--- RAW DATA ---
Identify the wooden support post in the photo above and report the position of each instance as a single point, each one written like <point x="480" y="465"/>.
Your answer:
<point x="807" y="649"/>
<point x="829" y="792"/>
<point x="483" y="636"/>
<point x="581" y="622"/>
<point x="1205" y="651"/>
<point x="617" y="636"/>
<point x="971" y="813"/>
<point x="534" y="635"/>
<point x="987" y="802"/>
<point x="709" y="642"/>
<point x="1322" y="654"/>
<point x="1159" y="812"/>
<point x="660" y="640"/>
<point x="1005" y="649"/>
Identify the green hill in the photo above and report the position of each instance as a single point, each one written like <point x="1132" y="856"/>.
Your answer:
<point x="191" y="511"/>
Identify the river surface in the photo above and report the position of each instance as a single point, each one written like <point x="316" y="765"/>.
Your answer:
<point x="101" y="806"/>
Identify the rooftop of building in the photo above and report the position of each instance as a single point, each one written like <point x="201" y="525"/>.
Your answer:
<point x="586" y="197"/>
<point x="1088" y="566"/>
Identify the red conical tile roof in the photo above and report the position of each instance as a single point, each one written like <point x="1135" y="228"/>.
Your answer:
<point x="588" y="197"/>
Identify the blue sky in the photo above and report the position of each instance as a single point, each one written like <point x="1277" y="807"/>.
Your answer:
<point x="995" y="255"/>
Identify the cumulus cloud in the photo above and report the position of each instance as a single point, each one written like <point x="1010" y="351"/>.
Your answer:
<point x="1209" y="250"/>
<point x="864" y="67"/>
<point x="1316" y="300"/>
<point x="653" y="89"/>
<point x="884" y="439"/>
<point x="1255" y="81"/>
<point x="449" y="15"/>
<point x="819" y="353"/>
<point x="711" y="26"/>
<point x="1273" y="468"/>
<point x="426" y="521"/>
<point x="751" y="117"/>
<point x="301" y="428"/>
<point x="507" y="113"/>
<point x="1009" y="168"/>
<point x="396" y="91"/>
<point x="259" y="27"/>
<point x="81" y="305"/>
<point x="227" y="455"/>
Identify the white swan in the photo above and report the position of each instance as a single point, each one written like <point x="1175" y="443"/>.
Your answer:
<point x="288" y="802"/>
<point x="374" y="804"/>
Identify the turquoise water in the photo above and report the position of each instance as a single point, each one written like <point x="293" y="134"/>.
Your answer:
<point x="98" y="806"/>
---
### WHAT YOU NEED TO DO
Quote exactly the line containing "Identify the turquoise" and every later line through the end of the listing, and no other lines.

### SOLUTION FOR THIS PROBLEM
Identify the turquoise water in the photo above and report the position of each instance as a single point, each one written like <point x="293" y="134"/>.
Your answer:
<point x="98" y="806"/>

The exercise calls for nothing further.